- TASK PROMPT: All lines holding the word "below" are to be copied from the records beneath.
── SUPPLIED DATA ──
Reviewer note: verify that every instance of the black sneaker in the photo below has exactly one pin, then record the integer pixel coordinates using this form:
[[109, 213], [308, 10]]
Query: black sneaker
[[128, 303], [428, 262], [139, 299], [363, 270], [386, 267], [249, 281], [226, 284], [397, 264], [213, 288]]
───
── SUPPLIED DATA ──
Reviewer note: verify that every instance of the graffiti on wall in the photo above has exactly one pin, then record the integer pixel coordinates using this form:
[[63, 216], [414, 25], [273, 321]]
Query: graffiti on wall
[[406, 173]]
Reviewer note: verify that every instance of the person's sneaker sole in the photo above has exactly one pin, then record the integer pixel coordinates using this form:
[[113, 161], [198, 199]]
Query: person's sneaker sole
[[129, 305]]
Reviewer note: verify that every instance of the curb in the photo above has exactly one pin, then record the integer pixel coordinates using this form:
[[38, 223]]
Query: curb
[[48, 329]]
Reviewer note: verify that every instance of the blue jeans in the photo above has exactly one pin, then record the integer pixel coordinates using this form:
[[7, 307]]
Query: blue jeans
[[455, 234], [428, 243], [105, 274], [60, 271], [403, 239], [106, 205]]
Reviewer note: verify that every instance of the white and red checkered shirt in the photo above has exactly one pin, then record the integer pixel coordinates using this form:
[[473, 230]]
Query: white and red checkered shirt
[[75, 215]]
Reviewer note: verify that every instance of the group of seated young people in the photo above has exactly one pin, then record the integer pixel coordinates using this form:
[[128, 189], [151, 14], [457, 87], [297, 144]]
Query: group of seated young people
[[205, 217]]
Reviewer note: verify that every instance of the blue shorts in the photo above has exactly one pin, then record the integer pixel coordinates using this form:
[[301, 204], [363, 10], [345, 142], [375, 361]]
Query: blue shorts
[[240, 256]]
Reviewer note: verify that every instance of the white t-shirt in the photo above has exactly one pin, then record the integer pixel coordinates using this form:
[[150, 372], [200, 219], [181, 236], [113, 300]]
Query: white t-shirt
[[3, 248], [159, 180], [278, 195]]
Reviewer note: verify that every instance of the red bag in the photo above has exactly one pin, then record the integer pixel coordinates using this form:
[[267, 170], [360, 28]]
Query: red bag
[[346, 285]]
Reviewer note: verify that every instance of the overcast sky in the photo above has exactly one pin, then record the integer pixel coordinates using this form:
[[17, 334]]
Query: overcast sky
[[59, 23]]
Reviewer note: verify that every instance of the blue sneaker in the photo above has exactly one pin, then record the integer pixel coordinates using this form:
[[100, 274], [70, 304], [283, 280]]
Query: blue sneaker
───
── SUPPLIED DATA ──
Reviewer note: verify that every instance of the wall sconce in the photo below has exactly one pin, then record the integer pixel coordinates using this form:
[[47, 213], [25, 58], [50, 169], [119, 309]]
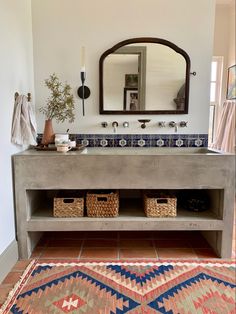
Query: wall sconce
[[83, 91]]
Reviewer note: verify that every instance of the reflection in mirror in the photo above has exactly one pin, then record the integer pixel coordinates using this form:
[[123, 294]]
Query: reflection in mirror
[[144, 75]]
───
- OUTPUT OF THE TASK:
Reviewer note: verify that every instance of the black sneaker in the photo below has exactly one pin, then record the integer pixel coordinates using this form:
Reviewer note: verify that every instance of the wall sconce in the photo below has exactly one pin, then record the integer pixel coordinates using this form:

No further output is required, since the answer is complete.